• **What to produce**:
Copy the records below word for word, from the line that contains "# test: point at every instance of the white" up to and including the last line of the records.

• **Recorded information**:
..........
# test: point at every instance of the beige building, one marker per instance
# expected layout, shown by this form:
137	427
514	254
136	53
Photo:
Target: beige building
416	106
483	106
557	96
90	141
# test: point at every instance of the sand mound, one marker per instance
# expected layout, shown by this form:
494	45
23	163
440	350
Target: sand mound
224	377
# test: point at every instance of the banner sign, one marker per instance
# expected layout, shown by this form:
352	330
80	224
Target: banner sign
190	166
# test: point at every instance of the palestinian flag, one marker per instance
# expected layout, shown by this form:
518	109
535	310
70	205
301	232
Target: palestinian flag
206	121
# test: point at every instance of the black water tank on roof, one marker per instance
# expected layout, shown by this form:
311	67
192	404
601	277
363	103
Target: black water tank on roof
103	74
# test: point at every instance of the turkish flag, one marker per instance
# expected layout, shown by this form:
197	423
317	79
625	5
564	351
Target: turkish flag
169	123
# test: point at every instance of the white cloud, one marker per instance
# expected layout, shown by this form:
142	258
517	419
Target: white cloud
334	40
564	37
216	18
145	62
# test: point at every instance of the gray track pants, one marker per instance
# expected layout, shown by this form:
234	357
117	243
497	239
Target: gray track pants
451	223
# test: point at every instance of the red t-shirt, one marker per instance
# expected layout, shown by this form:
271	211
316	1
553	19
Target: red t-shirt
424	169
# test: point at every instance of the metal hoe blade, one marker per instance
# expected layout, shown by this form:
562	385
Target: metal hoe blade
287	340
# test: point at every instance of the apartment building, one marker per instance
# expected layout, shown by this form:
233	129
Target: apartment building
..........
• **Expected output**:
# test: point at every instance of the white cloud, one marker per instance
# expected layout, shown by this form:
142	258
517	419
Target: white cloud
334	40
564	37
216	18
145	62
# test: point at every instance of the gray track pants, one marker per instance
# expected layout, shown by this form:
234	357
117	243
497	239
Target: gray track pants
451	223
# test: point at every instance of the red t-shirt, one marker per instance
# expected layout, shown by this form:
271	211
316	1
553	19
Target: red t-shirt
424	169
# test: point at every instance of the metal hoe blade, one marker per instance
# expected layout, shown by this form:
562	385
Target: metal hoe blade
287	340
# test: point at every instance of the apartment building, one marker per instance
# expected layout, shown by this form:
233	129
Target: apartment building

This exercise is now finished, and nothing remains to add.